Anatomy and Cell Biology
The George Washington University
Understanding the role of defective DNA damage response in chronic inflammation and pancreatic cancer
Chronic pancreatitis and the associated inflammation are well-established risk factors for the development of pancreatic cancer. However, the nature of genetic alterations of the exocrine pancreas that predispose to chronic inflammation and facilitate oncogenic transformation are largely unknown.
We performed a systematic analysis to uncover the genetic origins of chronic pancreatitis linked to pancreatic cancer and found that defective DNA repair by homologous recombination as the common denominator. Genetic alterations affecting DNA repair genes are largely haploinsufficient with a strong tendency to co-occur, suggesting that smoldering genomic instability may dictate early neoplastic commitment and clonal selection. Among them, BAP1 (BRCA1 Associated Protein-1) expression stood as the most significant predictor of lower risk and longer survival. Loss of BAP1 occurs in a third of pancreatic ductal adenocarcinomas and associates with a history of chronic pancreatitis. Deletion or heterozygous loss of BAP1 causes genomic instability, tissue damage, and pancreatitis with full penetrance. Concomitant expression of KrasG12D leads to aggressive and metastatic pancreatic cancer.

**PROBLEM TO WORK ON**
Please answer these questions from the research summary, one answer a line:
1. What is described as a well-established risk factor for pancreatic cancer?
2. What does BAP1 stand for?
3. What fraction of pancreatic ductal adenocarcinomas show loss of BAP1?
The material after this point is separate from the research summary.

**DATA**

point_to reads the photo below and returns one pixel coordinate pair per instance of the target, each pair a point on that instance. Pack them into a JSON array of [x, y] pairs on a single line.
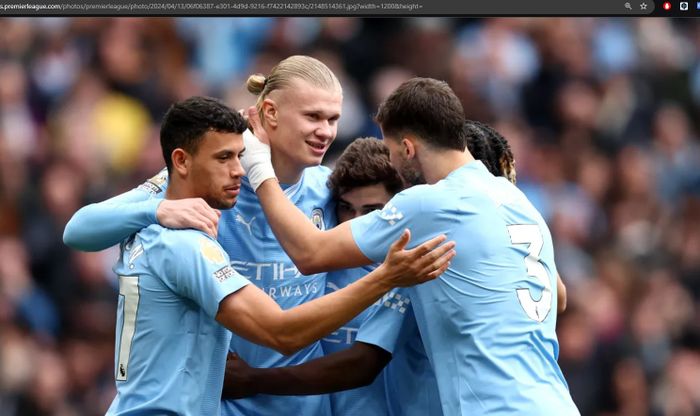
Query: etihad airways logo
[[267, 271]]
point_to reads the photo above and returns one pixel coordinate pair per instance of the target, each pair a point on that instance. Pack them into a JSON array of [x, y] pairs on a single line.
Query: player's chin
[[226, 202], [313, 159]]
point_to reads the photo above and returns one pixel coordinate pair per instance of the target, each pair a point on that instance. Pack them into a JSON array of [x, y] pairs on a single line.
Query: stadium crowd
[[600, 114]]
==
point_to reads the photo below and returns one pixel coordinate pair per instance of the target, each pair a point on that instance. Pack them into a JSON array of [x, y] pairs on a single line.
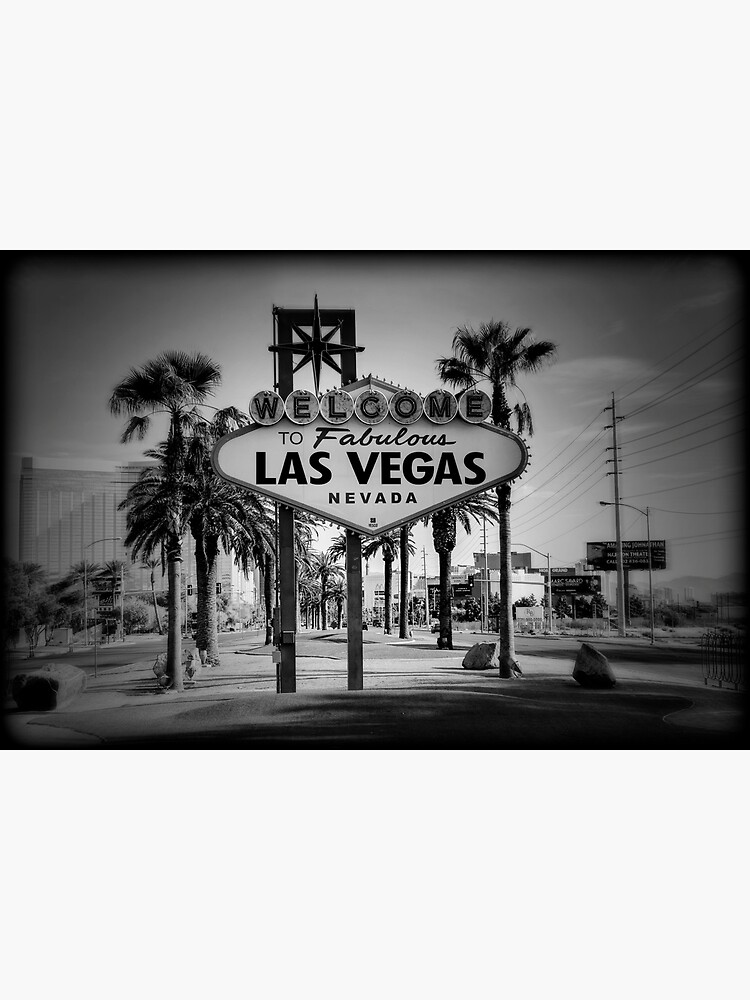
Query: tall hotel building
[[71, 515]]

**ANSWER SECTION**
1. Chronic pancreatitis and the associated inflammation
2. BRCA1 Associated Protein-1
3. A third